## SELECTED PASSAGE
------------------------
Although this common knowledge amongst women, the de facto Hollywood sex scene makes intercourse the main dish, with the female partner seemingly satisfied by this. For Nancy, she is so disillusioned with penetrative sex that she does not believe that she has the capacity to climax. She has internalised the consequences of bad, uncurious sex, and so what she experiences with Leo is nothing short of a revelation.

The most powerful aspect of Good Luck to You, Leo Grande is Nancy’s emotional arc and how it corresponds to the unlocking of her sexual identity. She is initially full of misgivings and self-loathing, peppering Leo with questions about what he gets out of this and whether he feels exploited. Her desire is an abstract concept that has yet to permeate her wired body. She has a sense that something is missing but – crucially – she is so alienated from what it’s like to exist as a sexual being that she doesn’t know how to relax into that mode.

The need for relaxation as a precursor to a sexual awakening is the insight undergirding the push-and-pull of Leo and Nancy’s relationship. A retired schoolteacher, on their second meeting, Nancy produces a to-do list, featuring oral sex and the 69 position, that she hopes to rattle through. Leo sees right through her brisk pragmatism, and tries to encourage her to loosen up by taking her in his arms and dancing.

Leo is – to all intents and purposes – a fantasy figure, sculpted into a key that opens up her pleasure. This is all part of the Grande service, and although the film does eventually attempt to ground this professional showman with reveals about his true identity, his character fundamentally exists to demonstrate what women need.
------------------------
[Point-per-instance localization data]
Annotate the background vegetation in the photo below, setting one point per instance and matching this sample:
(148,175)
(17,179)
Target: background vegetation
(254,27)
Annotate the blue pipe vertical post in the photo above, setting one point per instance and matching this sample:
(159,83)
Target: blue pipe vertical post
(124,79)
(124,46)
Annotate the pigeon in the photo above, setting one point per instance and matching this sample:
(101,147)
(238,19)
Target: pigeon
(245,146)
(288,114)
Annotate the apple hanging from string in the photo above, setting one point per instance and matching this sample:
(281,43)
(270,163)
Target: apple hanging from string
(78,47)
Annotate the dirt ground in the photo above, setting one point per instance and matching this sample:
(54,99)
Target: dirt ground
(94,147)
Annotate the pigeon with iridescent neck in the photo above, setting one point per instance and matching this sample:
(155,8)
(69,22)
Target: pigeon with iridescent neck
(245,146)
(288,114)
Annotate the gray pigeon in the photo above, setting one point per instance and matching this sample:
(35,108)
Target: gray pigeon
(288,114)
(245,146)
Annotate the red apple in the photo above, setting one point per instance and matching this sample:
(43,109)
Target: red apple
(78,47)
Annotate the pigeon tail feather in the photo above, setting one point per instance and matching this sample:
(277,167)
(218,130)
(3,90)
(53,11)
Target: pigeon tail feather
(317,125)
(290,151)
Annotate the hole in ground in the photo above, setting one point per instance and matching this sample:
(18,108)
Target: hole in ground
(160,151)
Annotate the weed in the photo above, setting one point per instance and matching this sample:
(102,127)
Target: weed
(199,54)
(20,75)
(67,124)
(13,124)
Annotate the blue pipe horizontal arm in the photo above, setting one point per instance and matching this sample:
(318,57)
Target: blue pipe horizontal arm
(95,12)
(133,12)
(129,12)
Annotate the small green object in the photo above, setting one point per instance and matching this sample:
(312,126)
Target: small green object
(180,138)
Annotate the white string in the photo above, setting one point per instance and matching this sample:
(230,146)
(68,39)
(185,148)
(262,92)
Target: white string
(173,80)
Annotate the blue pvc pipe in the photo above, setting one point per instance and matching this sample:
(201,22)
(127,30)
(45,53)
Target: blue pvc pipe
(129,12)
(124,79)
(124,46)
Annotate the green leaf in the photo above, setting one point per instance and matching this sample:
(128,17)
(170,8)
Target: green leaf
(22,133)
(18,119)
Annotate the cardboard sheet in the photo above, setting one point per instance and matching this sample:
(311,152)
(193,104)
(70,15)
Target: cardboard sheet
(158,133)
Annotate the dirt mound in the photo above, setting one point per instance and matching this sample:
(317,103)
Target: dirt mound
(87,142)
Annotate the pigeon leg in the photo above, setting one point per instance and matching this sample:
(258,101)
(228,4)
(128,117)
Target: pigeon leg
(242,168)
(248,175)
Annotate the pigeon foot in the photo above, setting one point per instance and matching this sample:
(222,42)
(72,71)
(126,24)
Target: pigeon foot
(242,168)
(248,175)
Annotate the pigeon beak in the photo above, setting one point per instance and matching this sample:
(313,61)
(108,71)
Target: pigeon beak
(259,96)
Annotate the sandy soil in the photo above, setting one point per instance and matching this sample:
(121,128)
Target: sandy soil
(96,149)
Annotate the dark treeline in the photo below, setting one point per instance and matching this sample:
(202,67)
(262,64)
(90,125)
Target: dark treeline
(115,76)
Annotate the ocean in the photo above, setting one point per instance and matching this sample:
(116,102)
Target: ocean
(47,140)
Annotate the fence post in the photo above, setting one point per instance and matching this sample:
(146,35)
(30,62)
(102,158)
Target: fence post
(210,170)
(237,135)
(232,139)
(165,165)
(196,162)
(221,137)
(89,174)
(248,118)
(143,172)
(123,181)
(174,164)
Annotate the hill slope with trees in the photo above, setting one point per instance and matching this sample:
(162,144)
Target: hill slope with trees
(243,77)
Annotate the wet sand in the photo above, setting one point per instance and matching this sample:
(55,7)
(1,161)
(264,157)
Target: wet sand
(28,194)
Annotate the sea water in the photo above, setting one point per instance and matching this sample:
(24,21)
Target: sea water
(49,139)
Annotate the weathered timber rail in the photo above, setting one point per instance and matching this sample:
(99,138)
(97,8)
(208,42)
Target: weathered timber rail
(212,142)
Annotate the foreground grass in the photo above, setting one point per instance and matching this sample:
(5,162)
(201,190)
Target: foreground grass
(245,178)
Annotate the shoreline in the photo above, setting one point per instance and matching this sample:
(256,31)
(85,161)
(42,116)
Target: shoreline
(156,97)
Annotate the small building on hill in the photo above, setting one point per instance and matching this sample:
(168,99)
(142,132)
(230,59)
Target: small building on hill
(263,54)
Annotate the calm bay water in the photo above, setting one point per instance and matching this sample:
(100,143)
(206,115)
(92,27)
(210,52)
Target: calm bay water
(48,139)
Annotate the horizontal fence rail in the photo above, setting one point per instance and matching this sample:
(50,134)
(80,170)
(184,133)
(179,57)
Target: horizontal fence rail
------------------------
## EXERCISE SET
- A) According to the film review, what was Nancy's job before she retired?
- B) Please write out the part of the film review starting at "The most powerful" and ending at "into that mode.".
The entries have no connection to the film review.

## WRITTEN RESPONSES
- A) She was a schoolteacher.

- B)
The most powerful aspect of Good Luck to You, Leo Grande is Nancy’s emotional arc and how it corresponds to the unlocking of her sexual identity. She is initially full of misgivings and self-loathing, peppering Leo with questions about what he gets out of this and whether he feels exploited. Her desire is an abstract concept that has yet to permeate her wired body. She has a sense that something is missing but – crucially – she is so alienated from what it’s like to exist as a sexual being that she doesn’t know how to relax into that mode.